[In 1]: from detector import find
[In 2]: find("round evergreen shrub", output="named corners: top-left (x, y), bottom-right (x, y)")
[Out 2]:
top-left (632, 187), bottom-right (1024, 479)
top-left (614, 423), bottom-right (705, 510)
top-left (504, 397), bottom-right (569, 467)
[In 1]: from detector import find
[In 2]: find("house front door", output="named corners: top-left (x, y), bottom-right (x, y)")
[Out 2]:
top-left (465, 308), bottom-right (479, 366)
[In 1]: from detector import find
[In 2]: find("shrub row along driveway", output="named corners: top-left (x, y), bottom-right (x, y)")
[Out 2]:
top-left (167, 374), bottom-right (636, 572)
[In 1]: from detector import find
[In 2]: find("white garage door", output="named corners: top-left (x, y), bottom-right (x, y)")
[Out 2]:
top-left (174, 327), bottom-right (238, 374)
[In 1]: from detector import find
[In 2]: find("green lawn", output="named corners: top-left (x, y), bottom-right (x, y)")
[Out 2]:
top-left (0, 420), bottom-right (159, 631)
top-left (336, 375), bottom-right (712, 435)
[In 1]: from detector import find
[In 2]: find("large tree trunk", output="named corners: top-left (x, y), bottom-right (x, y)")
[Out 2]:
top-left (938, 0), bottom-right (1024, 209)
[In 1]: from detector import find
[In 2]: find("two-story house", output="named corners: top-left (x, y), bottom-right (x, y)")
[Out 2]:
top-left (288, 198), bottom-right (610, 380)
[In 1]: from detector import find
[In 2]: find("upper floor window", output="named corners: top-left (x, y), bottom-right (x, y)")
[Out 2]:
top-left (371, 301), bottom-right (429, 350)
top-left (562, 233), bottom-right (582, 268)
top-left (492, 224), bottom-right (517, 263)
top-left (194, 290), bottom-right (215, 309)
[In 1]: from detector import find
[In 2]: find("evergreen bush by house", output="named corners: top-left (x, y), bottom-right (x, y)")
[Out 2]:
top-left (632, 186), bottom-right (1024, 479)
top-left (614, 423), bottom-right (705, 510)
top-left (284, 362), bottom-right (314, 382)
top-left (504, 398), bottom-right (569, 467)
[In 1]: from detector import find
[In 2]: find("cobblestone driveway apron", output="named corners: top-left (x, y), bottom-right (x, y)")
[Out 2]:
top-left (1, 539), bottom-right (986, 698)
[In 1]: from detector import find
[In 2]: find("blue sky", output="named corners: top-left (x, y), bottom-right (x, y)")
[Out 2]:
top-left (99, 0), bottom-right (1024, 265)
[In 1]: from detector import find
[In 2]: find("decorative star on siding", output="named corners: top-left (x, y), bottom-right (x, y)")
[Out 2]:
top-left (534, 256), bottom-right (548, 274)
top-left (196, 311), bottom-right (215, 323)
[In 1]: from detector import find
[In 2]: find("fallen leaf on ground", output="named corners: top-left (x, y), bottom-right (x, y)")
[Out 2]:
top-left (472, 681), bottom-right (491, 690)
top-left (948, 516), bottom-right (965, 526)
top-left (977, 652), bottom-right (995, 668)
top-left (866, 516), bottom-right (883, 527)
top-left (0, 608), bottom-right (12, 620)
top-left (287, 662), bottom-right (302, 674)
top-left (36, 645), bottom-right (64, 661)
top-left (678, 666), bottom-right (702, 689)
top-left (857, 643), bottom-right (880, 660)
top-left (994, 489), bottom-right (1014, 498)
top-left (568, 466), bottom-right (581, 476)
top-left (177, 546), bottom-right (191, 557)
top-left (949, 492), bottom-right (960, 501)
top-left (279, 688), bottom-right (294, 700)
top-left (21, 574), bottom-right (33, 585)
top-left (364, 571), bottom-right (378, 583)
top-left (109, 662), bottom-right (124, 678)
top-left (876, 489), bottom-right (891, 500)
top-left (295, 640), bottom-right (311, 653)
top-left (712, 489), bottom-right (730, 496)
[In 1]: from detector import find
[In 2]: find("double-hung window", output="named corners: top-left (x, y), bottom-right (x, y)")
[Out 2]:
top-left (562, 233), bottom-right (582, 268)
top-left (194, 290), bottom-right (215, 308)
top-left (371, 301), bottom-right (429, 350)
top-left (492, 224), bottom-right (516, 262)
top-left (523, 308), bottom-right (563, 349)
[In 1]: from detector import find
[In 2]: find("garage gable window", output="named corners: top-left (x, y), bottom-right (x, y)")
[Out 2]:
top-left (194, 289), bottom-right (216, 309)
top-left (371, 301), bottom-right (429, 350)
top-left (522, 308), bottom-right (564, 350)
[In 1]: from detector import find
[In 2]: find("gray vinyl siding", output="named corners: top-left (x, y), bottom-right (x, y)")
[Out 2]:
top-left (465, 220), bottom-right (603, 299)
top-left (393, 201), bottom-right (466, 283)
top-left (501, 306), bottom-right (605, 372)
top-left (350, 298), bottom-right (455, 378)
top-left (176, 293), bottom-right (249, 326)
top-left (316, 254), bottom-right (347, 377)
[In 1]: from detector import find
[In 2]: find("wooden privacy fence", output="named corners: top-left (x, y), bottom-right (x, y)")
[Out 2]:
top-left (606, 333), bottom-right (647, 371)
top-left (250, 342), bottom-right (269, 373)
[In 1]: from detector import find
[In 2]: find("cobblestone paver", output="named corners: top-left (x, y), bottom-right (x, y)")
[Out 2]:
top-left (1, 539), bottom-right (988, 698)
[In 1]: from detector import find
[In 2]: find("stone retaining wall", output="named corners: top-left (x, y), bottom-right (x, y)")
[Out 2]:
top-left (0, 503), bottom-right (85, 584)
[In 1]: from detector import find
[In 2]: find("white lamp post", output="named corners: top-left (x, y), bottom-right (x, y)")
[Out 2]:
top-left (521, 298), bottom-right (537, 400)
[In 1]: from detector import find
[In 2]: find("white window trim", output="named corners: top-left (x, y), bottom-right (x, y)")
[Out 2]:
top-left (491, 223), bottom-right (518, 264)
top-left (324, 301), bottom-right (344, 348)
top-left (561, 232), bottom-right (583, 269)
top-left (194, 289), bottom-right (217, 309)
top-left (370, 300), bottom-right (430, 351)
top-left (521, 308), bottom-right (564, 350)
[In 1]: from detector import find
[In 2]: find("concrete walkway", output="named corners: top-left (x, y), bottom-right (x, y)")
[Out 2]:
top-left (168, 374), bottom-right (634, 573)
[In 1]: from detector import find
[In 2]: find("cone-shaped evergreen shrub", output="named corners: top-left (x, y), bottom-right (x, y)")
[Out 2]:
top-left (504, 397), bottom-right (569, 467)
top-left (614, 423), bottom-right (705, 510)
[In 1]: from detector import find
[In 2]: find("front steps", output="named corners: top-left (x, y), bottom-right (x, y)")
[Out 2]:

_____

» EXERCISE PROMPT:
Each entry above must be repeated word for word.

» RESPONSE FOR THIS EXERCISE:
[In 1]: from detector import find
[In 2]: find("round evergreen shrub", output="named corners: top-left (x, y), bottom-right (x, y)")
[Out 2]:
top-left (632, 187), bottom-right (1024, 479)
top-left (614, 423), bottom-right (705, 510)
top-left (504, 397), bottom-right (569, 467)
[In 1]: from detector import find
[In 2]: find("house front door", output="named corners: top-left (x, y), bottom-right (x, y)")
[Out 2]:
top-left (465, 308), bottom-right (479, 366)
[In 1]: from detector import find
[In 2]: find("shrub row along driveway", output="named corners: top-left (x, y), bottom-right (x, y)")
[Out 2]:
top-left (167, 374), bottom-right (636, 572)
[In 1]: from detector import find
[In 2]: find("white garage door", output="named corners: top-left (x, y), bottom-right (x, y)")
[Out 2]:
top-left (174, 327), bottom-right (238, 374)
[In 1]: from detector import find
[In 2]: find("green lawn", output="named corners: top-left (x, y), bottom-right (x, y)")
[Out 2]:
top-left (0, 420), bottom-right (159, 631)
top-left (336, 375), bottom-right (712, 435)
[In 1]: from detector import find
[In 2]: find("large tree trunk", output="named corners: top-left (x, y), bottom-right (x, y)")
[Out 2]:
top-left (938, 0), bottom-right (1024, 209)
[In 1]: from detector import find
[In 2]: find("two-story house", output="named corners: top-left (x, y), bottom-right (x, y)")
[Out 2]:
top-left (288, 198), bottom-right (610, 380)
[In 1]: from detector import find
[In 2]: find("upper floor window", output="named corners: top-left (x, y), bottom-right (x, y)")
[Out 2]:
top-left (371, 301), bottom-right (429, 350)
top-left (562, 233), bottom-right (582, 268)
top-left (492, 224), bottom-right (517, 263)
top-left (194, 290), bottom-right (215, 309)
[In 1]: from detector import find
[In 2]: find("evergreen bush by house", output="named corners: top-left (x, y), bottom-right (x, y)")
[Out 2]:
top-left (632, 186), bottom-right (1024, 479)
top-left (614, 423), bottom-right (705, 510)
top-left (284, 362), bottom-right (314, 382)
top-left (504, 398), bottom-right (569, 467)
[In 1]: from detector import find
[In 2]: find("cobblestone driveway apron", output="named corners: top-left (x, y), bottom-right (x, y)")
[Out 2]:
top-left (1, 539), bottom-right (986, 698)
[In 1]: from detector import find
[In 2]: find("blue sky", output="named corners: top-left (x, y), bottom-right (x, y)")
[Out 2]:
top-left (99, 0), bottom-right (1024, 265)
[In 1]: from detector import find
[In 2]: find("decorative star on siding", output="named corners: top-left (x, y), bottom-right (x, y)")
[Out 2]:
top-left (534, 256), bottom-right (548, 274)
top-left (196, 311), bottom-right (215, 323)
[In 1]: from detector import find
[In 2]: find("fallen leaf on ground", output="named corners: top-left (x, y), bottom-right (x, y)")
[Out 2]:
top-left (472, 681), bottom-right (491, 690)
top-left (948, 516), bottom-right (965, 526)
top-left (977, 652), bottom-right (995, 668)
top-left (866, 516), bottom-right (883, 527)
top-left (0, 608), bottom-right (12, 620)
top-left (287, 662), bottom-right (302, 674)
top-left (36, 645), bottom-right (64, 661)
top-left (678, 666), bottom-right (702, 689)
top-left (857, 643), bottom-right (880, 660)
top-left (994, 489), bottom-right (1014, 498)
top-left (568, 466), bottom-right (581, 476)
top-left (177, 546), bottom-right (191, 557)
top-left (949, 492), bottom-right (960, 501)
top-left (279, 688), bottom-right (294, 700)
top-left (21, 574), bottom-right (33, 585)
top-left (364, 571), bottom-right (378, 583)
top-left (109, 662), bottom-right (124, 678)
top-left (876, 489), bottom-right (891, 500)
top-left (295, 640), bottom-right (311, 653)
top-left (712, 489), bottom-right (730, 496)
[In 1]: from detector import find
[In 2]: find("double-hung window", output="named corners: top-left (x, y), bottom-right (x, y)")
[Out 2]:
top-left (562, 233), bottom-right (582, 268)
top-left (194, 290), bottom-right (215, 308)
top-left (371, 301), bottom-right (429, 350)
top-left (492, 224), bottom-right (516, 262)
top-left (523, 308), bottom-right (563, 349)
[In 1]: from detector import find
[In 2]: find("garage gable window", output="named corners: top-left (x, y), bottom-right (x, y)")
[Out 2]:
top-left (194, 289), bottom-right (216, 309)
top-left (371, 301), bottom-right (429, 350)
top-left (522, 308), bottom-right (564, 350)
[In 1]: from detector import find
[In 2]: find("gray vinyl siding", output="named corners: top-left (x, y), bottom-right (x, y)")
[Out 2]:
top-left (465, 220), bottom-right (603, 299)
top-left (393, 201), bottom-right (466, 283)
top-left (501, 306), bottom-right (605, 372)
top-left (350, 298), bottom-right (455, 378)
top-left (176, 293), bottom-right (249, 326)
top-left (316, 254), bottom-right (347, 377)
[In 1]: from detector import find
[In 2]: find("wooden privacy fence", output="named corners: top-left (x, y), bottom-right (x, y)")
[Out 2]:
top-left (606, 333), bottom-right (647, 371)
top-left (250, 342), bottom-right (269, 373)
[In 1]: from detector import find
[In 2]: find("cobblestone paver", output="named corners: top-left (x, y), bottom-right (x, y)")
[Out 2]:
top-left (1, 539), bottom-right (988, 698)
[In 1]: from detector import find
[In 2]: find("stone retaining wall", output="named corners: top-left (x, y), bottom-right (x, y)")
[Out 2]:
top-left (0, 503), bottom-right (85, 584)
[In 1]: from detector import find
[In 2]: find("white lamp post", output="named corners: top-left (x, y), bottom-right (x, y)")
[Out 2]:
top-left (521, 298), bottom-right (537, 400)
[In 1]: from detector import find
[In 2]: find("white window trim", output="named corners: top-left (x, y), bottom-right (x, y)")
[Out 2]:
top-left (491, 223), bottom-right (518, 264)
top-left (324, 301), bottom-right (344, 348)
top-left (561, 232), bottom-right (583, 269)
top-left (194, 289), bottom-right (217, 309)
top-left (370, 300), bottom-right (430, 351)
top-left (521, 308), bottom-right (564, 350)
[In 1]: from detector import find
[In 2]: find("concrete walkway", output="named corners: top-left (x, y), bottom-right (x, y)")
[Out 2]:
top-left (168, 374), bottom-right (634, 573)
[In 1]: from detector import find
[In 2]: find("cone-shaped evergreen shrub", output="named corners: top-left (x, y), bottom-right (x, y)")
[Out 2]:
top-left (504, 397), bottom-right (569, 467)
top-left (614, 423), bottom-right (705, 510)
[In 1]: from detector import find
[In 2]: find("front steps", output="named corners: top-left (x, y), bottom-right (x, y)")
[Out 2]:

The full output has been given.